**Stated goal:** Rewrite every line of the records starting at the line that contains "Category: white building" and ending at the end of the records. Scale each point coordinate in the answers by 0.75 and round it to a whole number, with halves rounding up, but keep all other numbers, including the format samples, unchanged.

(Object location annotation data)
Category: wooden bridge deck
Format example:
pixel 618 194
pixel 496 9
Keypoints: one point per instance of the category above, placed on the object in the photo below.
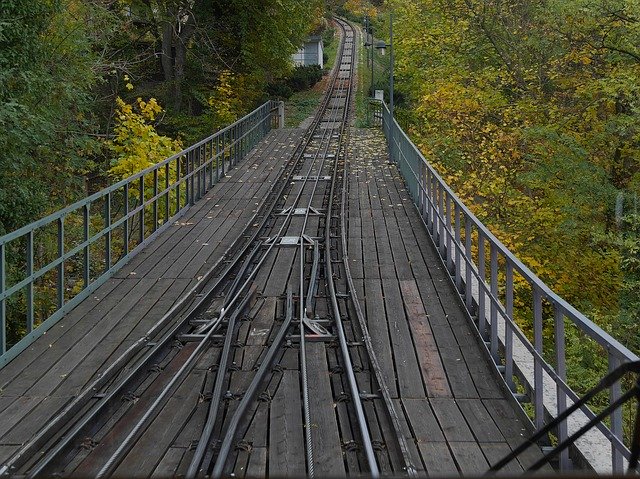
pixel 457 415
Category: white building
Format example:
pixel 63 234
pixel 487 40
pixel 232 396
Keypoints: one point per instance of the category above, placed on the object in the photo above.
pixel 310 53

**Solution:**
Category: white building
Format example:
pixel 63 234
pixel 487 40
pixel 232 396
Keypoints: one point per instance of the category above, placed on the object in the photo above.
pixel 233 40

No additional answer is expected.